▸ GOAL
List every line of the records that contains the word "handle".

[Start of EXERCISE INPUTS]

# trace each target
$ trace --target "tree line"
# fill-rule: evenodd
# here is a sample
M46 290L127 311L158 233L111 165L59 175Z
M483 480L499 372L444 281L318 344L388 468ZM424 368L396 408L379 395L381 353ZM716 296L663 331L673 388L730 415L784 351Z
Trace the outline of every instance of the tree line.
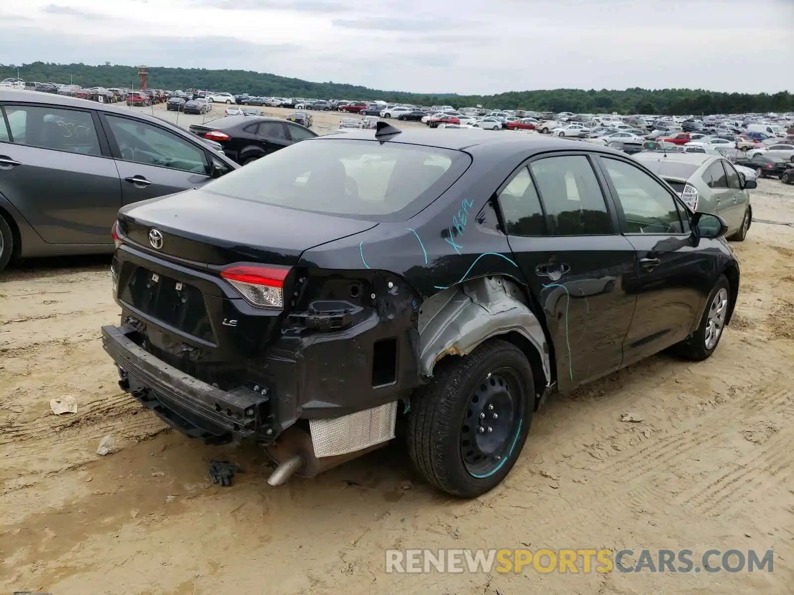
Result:
M137 68L130 66L56 64L34 62L16 66L0 64L0 79L16 76L24 80L63 83L82 86L138 86ZM576 113L708 114L794 111L794 94L716 93L701 89L550 89L510 91L495 95L424 94L369 89L339 83L312 83L276 75L239 70L165 68L150 67L152 89L208 89L233 94L323 99L399 102L420 106L450 104L455 107L481 105L485 108Z

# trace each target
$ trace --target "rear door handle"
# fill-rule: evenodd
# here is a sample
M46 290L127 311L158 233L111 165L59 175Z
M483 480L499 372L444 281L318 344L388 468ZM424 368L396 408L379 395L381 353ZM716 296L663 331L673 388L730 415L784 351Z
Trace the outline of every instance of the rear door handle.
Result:
M535 267L535 274L541 277L557 277L563 275L571 270L571 267L564 263L546 263L538 264Z
M660 264L661 261L659 259L640 259L640 266L648 271L653 271Z
M134 184L138 188L145 188L152 183L142 175L131 175L129 178L125 178L124 181L129 182L130 184Z
M14 161L5 155L0 155L0 169L10 170L12 167L16 167L17 165L21 165L21 163L18 161Z

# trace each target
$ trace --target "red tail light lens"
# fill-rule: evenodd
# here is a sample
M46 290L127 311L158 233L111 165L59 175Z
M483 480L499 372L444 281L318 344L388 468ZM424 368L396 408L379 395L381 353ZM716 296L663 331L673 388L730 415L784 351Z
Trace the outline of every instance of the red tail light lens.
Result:
M221 271L245 301L260 308L283 308L284 279L289 267L239 266Z
M204 135L204 138L209 139L210 140L229 140L231 138L225 132L222 132L220 130L213 130Z

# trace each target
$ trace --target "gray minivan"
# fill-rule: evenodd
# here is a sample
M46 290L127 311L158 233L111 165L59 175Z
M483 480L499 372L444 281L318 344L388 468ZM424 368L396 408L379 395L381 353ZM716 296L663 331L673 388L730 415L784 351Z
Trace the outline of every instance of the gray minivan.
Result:
M631 155L669 184L692 211L719 215L728 225L729 240L741 242L753 222L749 190L754 180L746 180L733 164L708 153L641 152Z
M121 207L237 167L157 117L0 90L0 271L12 256L110 254Z

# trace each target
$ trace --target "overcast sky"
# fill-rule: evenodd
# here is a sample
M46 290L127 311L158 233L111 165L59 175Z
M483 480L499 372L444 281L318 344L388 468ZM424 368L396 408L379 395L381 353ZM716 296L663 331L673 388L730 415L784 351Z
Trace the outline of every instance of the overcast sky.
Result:
M0 63L37 60L421 93L774 93L794 90L794 0L0 2Z

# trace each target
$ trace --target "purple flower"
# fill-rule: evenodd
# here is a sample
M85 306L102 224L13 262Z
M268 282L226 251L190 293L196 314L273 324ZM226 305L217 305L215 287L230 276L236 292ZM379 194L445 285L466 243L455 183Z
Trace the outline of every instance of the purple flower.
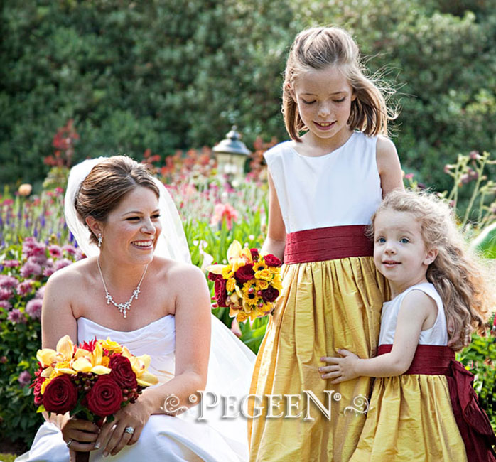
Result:
M27 278L30 276L38 276L41 274L41 267L34 262L31 258L28 258L26 262L23 265L19 271L21 276L23 278Z
M52 258L61 258L62 257L62 247L60 245L56 245L55 244L48 246L48 252Z
M34 281L33 279L26 279L26 281L23 281L19 284L18 286L17 286L16 291L20 296L24 296L33 291L33 285Z
M0 308L3 308L8 311L12 308L12 305L6 300L0 300Z
M9 313L7 319L16 324L18 324L19 323L25 323L26 321L26 316L17 308L14 308Z
M40 299L31 299L26 306L26 312L33 319L39 319L41 317L42 303Z
M19 284L19 281L15 277L0 274L0 287L4 289L17 287L18 284Z
M12 290L0 287L0 300L9 300L12 296Z
M19 378L17 380L21 387L26 387L31 382L31 375L27 370L23 370L19 374Z

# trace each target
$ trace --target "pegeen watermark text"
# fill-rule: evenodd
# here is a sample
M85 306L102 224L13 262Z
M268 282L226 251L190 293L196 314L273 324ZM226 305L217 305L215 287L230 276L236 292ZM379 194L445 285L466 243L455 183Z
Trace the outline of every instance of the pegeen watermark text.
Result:
M197 404L198 421L216 419L302 419L313 421L318 414L330 421L333 404L340 402L341 394L334 390L323 390L325 396L321 401L311 390L303 390L297 394L247 394L242 398L235 395L219 395L213 392L199 391L189 397L191 404ZM200 399L198 398L200 395ZM343 408L345 414L352 412L355 415L366 414L369 402L363 394L355 397L349 406ZM173 414L186 410L180 407L179 400L169 395L165 400L163 409L167 413Z

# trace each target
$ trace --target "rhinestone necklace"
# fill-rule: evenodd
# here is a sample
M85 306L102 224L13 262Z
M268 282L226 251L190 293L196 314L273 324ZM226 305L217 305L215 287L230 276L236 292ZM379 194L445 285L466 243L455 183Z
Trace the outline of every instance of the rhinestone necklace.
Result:
M109 305L110 303L112 303L112 305L114 305L114 306L118 308L119 311L122 313L122 316L124 317L125 319L126 316L127 316L127 312L131 309L131 303L132 303L133 300L138 298L138 294L140 292L140 286L141 285L141 282L143 282L143 279L145 277L146 270L148 269L148 264L145 267L145 269L143 272L141 279L139 280L137 287L134 289L134 291L133 291L133 294L131 296L131 298L124 303L116 303L115 301L114 301L112 296L110 295L110 294L109 294L109 291L107 290L107 284L105 284L105 279L103 279L103 274L102 273L102 268L100 267L99 258L97 259L97 264L98 265L98 271L99 271L100 272L102 282L103 282L103 288L105 289L105 298L107 299L107 304Z

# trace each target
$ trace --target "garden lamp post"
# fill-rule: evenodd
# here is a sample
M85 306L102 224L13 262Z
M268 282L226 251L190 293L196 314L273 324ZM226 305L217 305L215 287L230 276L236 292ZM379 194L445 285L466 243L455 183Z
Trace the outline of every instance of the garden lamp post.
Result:
M218 171L225 173L230 183L232 180L242 178L244 173L244 163L252 151L241 141L241 134L237 131L237 127L233 125L225 139L215 146Z

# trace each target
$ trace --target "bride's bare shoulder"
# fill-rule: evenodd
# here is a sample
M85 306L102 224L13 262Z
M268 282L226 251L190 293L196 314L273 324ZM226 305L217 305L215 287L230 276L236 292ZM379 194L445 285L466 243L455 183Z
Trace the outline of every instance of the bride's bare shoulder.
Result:
M201 269L190 263L176 262L166 258L153 258L155 271L161 277L165 277L174 284L198 284L200 281L206 284L205 275Z

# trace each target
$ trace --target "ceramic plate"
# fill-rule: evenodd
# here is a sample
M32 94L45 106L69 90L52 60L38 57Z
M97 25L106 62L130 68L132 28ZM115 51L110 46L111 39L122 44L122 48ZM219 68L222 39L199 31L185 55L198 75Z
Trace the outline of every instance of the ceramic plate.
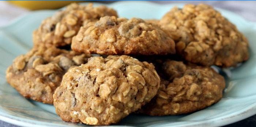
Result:
M85 3L86 4L86 3ZM95 4L95 6L100 4ZM174 6L146 1L121 1L107 5L120 17L160 19ZM226 70L227 88L223 98L203 110L189 114L153 117L131 115L115 126L138 127L216 126L234 122L256 114L256 23L246 21L231 12L218 9L248 38L249 60L235 69ZM53 106L26 99L7 82L5 71L16 56L32 46L32 33L41 21L56 11L31 12L0 28L0 119L15 124L30 127L87 126L63 122Z

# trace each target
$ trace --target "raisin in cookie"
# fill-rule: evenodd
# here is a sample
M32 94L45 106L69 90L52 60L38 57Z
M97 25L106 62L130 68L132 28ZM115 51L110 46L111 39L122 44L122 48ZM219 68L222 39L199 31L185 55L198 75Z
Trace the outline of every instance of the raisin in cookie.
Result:
M85 63L89 55L40 46L17 57L6 71L7 82L24 97L53 104L63 76L73 66Z
M162 70L158 70L161 83L157 94L139 112L153 116L186 114L222 98L224 78L211 68L170 60L161 65Z
M117 16L116 12L112 9L104 6L93 7L93 5L92 4L87 5L72 4L43 21L33 33L34 44L48 46L70 44L72 37L89 21L105 16Z
M64 121L93 125L116 123L157 94L160 78L154 66L131 57L93 57L70 69L53 95Z
M204 66L235 66L249 58L246 39L211 7L203 4L173 8L160 24L169 30L178 54Z
M157 25L140 19L106 16L82 27L71 48L104 55L165 55L175 53L174 45Z

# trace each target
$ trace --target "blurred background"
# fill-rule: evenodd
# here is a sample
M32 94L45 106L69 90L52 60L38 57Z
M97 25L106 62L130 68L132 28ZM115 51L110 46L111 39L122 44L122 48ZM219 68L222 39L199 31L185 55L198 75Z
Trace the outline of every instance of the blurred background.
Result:
M0 26L6 25L12 20L33 11L42 9L55 9L61 8L72 2L81 1L0 1ZM111 3L116 1L93 1L93 2ZM246 19L256 21L256 1L151 1L159 4L183 3L206 3L215 7L228 10L237 13Z
M7 25L12 20L19 16L33 11L42 9L56 9L61 8L72 2L85 1L0 1L0 27ZM93 1L93 2L105 3L116 1ZM150 2L160 4L171 3L204 3L215 7L229 10L236 13L248 21L256 22L256 1L151 1ZM125 6L124 6L125 7ZM225 127L256 127L256 115L249 118L227 125ZM0 120L0 127L18 127Z

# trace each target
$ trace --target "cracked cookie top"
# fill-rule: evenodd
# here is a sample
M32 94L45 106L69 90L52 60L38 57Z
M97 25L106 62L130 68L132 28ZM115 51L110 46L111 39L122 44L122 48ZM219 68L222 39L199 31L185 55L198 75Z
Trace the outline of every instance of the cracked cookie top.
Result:
M248 44L236 26L210 6L174 7L161 20L176 43L177 53L203 66L236 66L249 58Z
M70 69L53 95L65 121L93 125L116 123L156 95L160 78L153 64L131 57L91 57Z
M47 46L70 44L72 37L84 24L105 16L117 15L115 11L105 6L94 7L91 3L86 5L72 4L42 21L33 33L34 44Z
M164 61L158 65L161 83L158 93L139 112L153 116L188 113L204 108L222 98L224 79L211 68Z
M34 48L14 60L6 71L6 79L24 97L52 104L62 76L73 66L86 63L90 56L55 47Z
M104 55L166 55L175 53L174 45L158 25L140 19L106 16L82 27L71 48Z

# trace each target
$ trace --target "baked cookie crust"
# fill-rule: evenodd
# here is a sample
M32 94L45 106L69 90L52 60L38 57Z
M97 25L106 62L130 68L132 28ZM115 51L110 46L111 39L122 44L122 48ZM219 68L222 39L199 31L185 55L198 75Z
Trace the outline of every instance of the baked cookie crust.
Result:
M86 63L90 56L55 47L34 48L14 60L6 71L7 82L25 97L52 104L63 76L73 66Z
M105 16L117 16L117 15L115 11L105 6L94 7L91 3L86 5L72 4L42 21L33 33L34 45L70 45L72 37L82 26Z
M147 62L126 55L93 57L64 75L54 104L64 121L109 125L149 102L159 85L154 67Z
M227 19L203 4L174 7L159 24L175 41L177 53L203 66L236 66L249 58L247 40Z
M186 114L206 108L222 98L224 79L211 68L171 60L161 65L159 90L139 112L152 116Z
M174 53L174 42L166 33L140 19L106 16L82 27L72 39L71 48L102 55Z

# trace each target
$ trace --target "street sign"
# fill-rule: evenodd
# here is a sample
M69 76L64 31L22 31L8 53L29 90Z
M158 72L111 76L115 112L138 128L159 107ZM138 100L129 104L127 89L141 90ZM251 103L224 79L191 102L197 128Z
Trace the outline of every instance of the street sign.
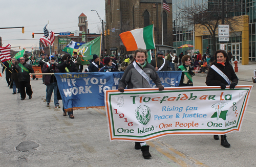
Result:
M59 35L70 35L70 33L68 32L59 33Z
M221 43L220 45L221 45L220 49L222 50L225 50L225 44Z
M229 41L229 37L219 38L219 41Z
M229 37L229 25L219 25L219 37Z
M74 36L79 36L79 31L74 31Z

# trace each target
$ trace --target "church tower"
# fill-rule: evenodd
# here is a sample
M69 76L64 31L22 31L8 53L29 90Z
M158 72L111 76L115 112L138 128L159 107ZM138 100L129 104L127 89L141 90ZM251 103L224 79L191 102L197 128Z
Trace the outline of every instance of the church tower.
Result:
M78 17L79 31L87 33L87 16L82 13Z

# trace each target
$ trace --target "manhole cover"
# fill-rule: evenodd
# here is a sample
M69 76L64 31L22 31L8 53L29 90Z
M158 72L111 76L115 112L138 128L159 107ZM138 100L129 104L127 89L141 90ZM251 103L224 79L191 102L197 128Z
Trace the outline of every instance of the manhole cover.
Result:
M32 141L25 141L20 142L16 147L17 150L20 151L31 151L36 150L36 148L39 147L39 145Z

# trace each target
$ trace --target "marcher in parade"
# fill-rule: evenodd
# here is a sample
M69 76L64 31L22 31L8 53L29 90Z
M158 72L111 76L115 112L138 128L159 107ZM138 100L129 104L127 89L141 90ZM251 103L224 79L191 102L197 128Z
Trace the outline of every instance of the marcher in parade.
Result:
M112 60L112 65L114 65L117 69L118 69L118 66L117 66L117 61L115 60L115 55L110 55L110 58Z
M20 89L20 100L24 100L26 98L26 93L31 99L33 91L30 85L30 73L35 73L32 66L25 62L25 58L22 57L19 58L19 63L13 67L13 71L18 72L18 78ZM25 91L26 88L26 91Z
M233 66L230 64L228 56L223 50L218 50L214 55L215 60L211 63L209 69L206 81L207 86L220 86L221 89L225 89L226 85L230 89L233 89L238 83L238 78L234 73ZM219 140L219 135L214 135L214 138ZM221 135L221 145L229 147L225 134Z
M98 72L99 69L103 67L102 63L99 62L99 58L98 55L93 55L93 61L90 64L88 67L89 72Z
M77 55L77 52L74 52L73 57L72 60L73 62L76 65L76 68L80 71L80 66L82 65L82 63L81 62L81 59Z
M59 73L78 73L78 69L76 68L76 65L71 60L71 56L69 54L65 54L62 58L61 61L59 62L58 64L57 68L59 69ZM57 90L57 96L58 100L61 100L60 94L58 89ZM67 112L68 112L68 115L69 115L69 117L71 118L74 118L73 114L73 109L71 111L66 112L65 109L64 108L64 104L63 104L63 116L67 116Z
M54 56L50 57L50 61L44 64L42 69L42 73L59 73L59 69L57 67L58 64L55 63L55 58ZM58 85L57 84L57 80L54 74L46 75L45 85L46 85L46 106L50 107L51 99L52 92L54 93L54 105L55 108L60 108L59 107L59 100L57 97L57 90L58 89Z
M39 62L38 64L38 67L41 66L41 71L42 70L42 67L44 66L44 64L46 63L47 62L48 62L49 60L47 58L46 58L46 56L45 55L41 55L41 56L42 57L42 58L41 60L40 60L40 61ZM42 75L42 83L45 83L45 75Z
M157 53L157 66L156 65L156 60L151 60L150 64L155 67L156 71L169 71L170 70L170 67L168 65L168 62L165 59L163 58L163 53L162 52L158 52Z
M191 57L187 55L184 55L181 59L182 65L179 66L178 70L187 71L182 72L179 86L193 86L192 76L195 76L195 73L192 71L191 64Z
M4 74L5 69L5 78L6 79L6 82L7 82L7 86L9 86L11 83L11 75L12 74L10 70L10 64L7 62L7 61L9 60L7 60L3 63L4 65L3 66L2 72Z
M126 86L128 89L150 88L150 79L153 80L159 90L163 90L164 87L156 70L146 61L147 57L146 51L139 49L135 51L135 56L134 60L127 66L120 80L118 90L123 92ZM151 157L149 148L150 146L147 146L145 142L135 142L135 149L140 149L145 159Z
M108 57L106 57L104 59L104 63L105 66L100 68L100 72L114 72L119 71L119 70L116 68L115 65L113 65L112 59Z
M19 83L18 82L18 74L15 71L15 68L14 69L13 67L18 64L17 59L15 58L12 59L12 66L10 68L12 74L11 75L11 83L10 84L10 88L12 88L12 90L13 93L12 94L15 94L16 93L19 93L20 90L19 89ZM17 92L17 89L18 89L18 92Z

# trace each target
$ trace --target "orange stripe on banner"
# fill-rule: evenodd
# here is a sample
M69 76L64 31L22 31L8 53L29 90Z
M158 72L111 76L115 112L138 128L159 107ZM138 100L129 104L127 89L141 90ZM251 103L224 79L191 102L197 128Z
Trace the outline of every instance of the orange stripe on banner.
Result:
M131 32L125 32L119 35L127 51L133 51L138 49L136 41Z

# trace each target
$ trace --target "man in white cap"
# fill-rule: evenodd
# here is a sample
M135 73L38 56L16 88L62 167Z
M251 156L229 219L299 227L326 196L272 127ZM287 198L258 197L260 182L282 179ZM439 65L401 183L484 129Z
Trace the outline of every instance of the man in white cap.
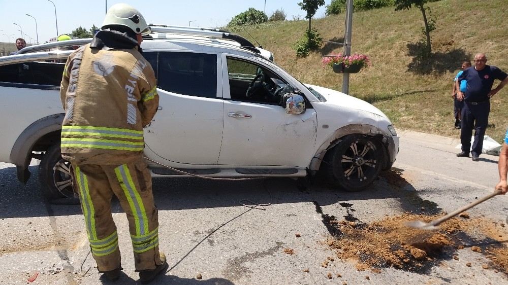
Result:
M73 166L98 269L112 280L123 269L111 212L114 195L127 215L142 283L168 267L158 251L157 208L143 157L143 127L158 105L153 70L139 52L142 36L149 33L138 10L111 7L90 44L69 56L60 93L62 156Z

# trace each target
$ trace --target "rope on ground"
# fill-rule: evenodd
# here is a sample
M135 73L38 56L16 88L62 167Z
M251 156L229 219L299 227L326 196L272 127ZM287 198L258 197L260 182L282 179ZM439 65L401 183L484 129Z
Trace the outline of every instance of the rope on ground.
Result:
M85 262L86 261L86 259L88 258L88 256L90 255L90 253L91 252L92 252L91 250L88 251L88 253L86 254L86 256L85 257L85 259L83 260L83 262L81 263L81 267L80 267L79 268L80 272L83 272L83 265L85 264ZM85 277L85 275L86 275L86 273L88 273L88 271L89 271L90 269L91 269L91 268L92 268L91 266L88 267L88 269L86 270L86 271L85 271L85 273L83 273L83 274L81 275L81 276Z

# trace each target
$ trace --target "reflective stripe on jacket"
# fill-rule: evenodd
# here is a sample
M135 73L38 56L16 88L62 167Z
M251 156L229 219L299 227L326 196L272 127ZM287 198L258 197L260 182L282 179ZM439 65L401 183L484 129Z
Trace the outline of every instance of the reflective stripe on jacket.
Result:
M143 155L143 127L153 119L158 95L153 70L136 48L78 49L66 63L60 96L64 158L120 165Z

[End of EXERCISE INPUTS]

▸ ANSWER TO THIS TASK
$ trace --target "rear door handle"
Trace the outline of every instance of the rear door handle.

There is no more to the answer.